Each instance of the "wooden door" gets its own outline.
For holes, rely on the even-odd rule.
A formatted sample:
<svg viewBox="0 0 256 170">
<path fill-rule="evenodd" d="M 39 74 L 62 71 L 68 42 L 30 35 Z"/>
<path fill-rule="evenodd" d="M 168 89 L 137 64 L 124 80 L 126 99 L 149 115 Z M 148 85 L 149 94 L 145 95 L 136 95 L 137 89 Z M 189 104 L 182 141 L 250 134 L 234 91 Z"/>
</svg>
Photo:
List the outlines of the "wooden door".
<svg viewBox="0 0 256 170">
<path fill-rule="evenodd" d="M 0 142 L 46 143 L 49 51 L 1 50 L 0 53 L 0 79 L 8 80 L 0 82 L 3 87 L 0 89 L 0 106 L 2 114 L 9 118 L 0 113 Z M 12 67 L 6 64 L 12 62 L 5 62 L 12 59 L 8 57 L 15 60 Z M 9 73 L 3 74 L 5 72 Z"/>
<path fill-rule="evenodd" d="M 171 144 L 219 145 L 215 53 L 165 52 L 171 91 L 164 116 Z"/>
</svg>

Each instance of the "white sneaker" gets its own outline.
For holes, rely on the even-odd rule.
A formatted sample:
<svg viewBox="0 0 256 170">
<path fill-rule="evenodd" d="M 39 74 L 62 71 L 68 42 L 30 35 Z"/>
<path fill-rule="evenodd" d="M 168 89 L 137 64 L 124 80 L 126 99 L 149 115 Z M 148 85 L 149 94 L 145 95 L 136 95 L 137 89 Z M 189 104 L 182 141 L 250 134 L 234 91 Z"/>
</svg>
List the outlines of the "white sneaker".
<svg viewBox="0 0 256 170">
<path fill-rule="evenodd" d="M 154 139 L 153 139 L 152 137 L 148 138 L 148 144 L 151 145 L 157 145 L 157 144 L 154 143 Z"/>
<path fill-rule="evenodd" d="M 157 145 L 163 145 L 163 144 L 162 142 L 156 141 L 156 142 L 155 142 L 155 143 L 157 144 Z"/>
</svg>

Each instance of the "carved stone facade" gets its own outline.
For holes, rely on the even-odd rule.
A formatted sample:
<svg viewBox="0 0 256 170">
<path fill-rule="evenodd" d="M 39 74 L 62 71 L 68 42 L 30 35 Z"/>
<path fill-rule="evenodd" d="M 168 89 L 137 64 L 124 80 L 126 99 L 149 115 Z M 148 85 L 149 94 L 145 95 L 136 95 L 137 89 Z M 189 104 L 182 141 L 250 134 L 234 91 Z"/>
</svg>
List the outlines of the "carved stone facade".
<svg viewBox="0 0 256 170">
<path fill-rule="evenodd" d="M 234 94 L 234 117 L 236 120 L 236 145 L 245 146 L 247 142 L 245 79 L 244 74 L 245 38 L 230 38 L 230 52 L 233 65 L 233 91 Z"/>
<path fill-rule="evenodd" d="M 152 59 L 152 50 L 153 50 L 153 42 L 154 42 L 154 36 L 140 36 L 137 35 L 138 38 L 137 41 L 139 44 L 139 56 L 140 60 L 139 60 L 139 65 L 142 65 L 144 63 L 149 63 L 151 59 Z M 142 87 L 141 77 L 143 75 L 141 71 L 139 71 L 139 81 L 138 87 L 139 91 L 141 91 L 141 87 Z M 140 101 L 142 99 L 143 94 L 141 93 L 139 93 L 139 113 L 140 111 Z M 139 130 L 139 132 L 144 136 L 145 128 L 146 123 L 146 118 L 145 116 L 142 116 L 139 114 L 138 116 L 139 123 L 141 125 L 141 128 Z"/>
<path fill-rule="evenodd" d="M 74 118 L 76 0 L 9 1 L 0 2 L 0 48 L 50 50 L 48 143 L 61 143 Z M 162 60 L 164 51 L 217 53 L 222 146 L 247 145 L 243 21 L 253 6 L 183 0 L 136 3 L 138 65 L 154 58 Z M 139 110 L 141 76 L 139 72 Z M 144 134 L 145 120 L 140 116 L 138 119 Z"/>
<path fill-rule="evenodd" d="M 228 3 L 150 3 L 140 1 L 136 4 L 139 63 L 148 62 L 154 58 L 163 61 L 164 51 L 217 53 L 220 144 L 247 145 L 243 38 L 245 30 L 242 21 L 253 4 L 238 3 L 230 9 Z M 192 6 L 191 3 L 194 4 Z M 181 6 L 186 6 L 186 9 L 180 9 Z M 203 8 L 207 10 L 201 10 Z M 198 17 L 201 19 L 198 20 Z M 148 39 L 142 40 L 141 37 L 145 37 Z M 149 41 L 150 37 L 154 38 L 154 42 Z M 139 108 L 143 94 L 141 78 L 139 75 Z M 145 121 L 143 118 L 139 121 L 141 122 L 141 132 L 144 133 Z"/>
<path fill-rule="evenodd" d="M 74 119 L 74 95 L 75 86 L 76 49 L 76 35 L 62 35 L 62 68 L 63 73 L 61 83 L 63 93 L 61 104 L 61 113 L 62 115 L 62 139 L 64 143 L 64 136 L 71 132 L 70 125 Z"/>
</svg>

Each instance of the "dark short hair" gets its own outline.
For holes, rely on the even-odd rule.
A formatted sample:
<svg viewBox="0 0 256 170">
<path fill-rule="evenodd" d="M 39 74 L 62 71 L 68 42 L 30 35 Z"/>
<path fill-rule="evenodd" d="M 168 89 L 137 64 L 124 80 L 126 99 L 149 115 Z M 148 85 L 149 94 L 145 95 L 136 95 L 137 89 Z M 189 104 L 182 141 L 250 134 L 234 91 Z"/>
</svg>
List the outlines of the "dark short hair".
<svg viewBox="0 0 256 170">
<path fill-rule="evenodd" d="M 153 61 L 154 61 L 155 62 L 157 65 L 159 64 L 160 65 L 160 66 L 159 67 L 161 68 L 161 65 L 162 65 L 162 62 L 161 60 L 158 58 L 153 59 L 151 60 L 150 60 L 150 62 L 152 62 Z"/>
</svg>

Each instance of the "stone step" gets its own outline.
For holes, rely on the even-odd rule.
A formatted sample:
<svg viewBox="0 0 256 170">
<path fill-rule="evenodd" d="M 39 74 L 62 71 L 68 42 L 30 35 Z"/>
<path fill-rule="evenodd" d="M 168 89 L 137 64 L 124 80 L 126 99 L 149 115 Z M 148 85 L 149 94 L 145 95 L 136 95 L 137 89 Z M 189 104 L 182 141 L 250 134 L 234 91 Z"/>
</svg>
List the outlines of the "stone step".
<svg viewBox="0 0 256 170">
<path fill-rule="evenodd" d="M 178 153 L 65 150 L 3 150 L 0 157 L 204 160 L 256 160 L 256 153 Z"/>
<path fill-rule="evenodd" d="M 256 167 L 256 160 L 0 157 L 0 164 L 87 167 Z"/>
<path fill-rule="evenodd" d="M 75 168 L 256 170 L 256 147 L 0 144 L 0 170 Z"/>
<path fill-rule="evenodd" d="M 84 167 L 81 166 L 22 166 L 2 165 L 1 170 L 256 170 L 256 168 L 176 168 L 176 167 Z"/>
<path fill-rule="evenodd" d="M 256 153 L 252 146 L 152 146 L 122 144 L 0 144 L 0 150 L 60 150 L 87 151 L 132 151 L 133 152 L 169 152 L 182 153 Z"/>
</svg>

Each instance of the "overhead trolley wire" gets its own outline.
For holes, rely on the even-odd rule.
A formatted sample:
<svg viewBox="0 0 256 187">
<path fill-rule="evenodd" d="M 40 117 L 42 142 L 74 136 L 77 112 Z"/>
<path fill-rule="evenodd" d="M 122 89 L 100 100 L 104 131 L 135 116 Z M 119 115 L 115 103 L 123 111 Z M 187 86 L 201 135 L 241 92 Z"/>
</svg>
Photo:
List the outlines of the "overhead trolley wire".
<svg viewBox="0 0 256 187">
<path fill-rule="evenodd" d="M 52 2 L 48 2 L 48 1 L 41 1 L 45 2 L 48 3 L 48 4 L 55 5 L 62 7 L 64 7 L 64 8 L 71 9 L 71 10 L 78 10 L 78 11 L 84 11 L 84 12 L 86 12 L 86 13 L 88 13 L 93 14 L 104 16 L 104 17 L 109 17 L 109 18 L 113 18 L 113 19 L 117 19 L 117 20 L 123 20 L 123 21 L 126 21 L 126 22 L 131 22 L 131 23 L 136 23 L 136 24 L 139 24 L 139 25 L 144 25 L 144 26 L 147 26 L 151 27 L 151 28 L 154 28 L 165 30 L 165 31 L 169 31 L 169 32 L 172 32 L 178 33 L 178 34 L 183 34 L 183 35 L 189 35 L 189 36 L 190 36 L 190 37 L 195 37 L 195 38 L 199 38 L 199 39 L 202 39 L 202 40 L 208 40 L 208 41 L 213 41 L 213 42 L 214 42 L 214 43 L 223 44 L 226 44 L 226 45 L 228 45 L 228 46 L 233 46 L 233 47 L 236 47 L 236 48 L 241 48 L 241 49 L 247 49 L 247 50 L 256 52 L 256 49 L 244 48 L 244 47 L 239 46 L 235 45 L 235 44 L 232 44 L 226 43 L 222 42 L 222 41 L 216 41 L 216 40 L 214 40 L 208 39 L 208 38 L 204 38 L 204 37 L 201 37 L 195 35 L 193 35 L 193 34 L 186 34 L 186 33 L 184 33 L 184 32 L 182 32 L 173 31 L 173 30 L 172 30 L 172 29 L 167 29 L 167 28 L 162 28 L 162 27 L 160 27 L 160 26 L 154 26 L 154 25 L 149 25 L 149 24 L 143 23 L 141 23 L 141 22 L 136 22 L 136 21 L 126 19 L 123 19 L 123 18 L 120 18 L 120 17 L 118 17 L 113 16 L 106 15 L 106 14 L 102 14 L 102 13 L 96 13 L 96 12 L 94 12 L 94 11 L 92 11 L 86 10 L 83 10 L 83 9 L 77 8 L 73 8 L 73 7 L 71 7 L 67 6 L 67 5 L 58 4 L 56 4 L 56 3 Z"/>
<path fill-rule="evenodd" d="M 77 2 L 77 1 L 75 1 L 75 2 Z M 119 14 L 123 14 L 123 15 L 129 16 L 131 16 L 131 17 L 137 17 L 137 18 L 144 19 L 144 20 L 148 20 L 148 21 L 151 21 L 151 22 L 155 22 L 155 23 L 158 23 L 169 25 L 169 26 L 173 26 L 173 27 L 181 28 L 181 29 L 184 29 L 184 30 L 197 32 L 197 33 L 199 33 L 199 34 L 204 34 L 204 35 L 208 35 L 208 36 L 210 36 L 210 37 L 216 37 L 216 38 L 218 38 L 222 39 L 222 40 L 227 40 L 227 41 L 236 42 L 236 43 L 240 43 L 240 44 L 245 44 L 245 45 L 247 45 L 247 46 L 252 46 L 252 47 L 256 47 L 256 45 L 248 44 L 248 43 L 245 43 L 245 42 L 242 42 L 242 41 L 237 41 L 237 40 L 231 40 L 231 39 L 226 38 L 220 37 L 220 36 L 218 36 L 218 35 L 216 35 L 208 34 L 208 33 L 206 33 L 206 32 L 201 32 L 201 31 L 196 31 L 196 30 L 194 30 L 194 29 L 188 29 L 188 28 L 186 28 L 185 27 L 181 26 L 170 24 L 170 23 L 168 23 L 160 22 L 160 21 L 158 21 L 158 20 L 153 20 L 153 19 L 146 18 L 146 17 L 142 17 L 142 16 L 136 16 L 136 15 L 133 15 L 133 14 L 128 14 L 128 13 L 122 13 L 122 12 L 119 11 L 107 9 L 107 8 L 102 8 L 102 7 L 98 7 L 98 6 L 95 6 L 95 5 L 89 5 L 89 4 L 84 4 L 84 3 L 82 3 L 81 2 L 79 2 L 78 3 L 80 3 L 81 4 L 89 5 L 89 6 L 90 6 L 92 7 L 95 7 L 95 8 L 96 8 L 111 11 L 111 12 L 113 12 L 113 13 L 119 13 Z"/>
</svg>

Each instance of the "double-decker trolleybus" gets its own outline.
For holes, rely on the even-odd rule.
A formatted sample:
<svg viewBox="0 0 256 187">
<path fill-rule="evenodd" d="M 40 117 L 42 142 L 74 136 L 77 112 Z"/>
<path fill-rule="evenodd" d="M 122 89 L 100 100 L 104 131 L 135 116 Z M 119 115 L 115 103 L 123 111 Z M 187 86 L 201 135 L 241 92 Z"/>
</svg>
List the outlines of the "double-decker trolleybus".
—————
- WRITTEN REQUEST -
Which lines of the records above contain the string "wooden"? Copy each of them, matching case exactly.

- TASK RESPONSE -
Each instance of the "wooden door" gets its own outline.
List the outlines of the "wooden door".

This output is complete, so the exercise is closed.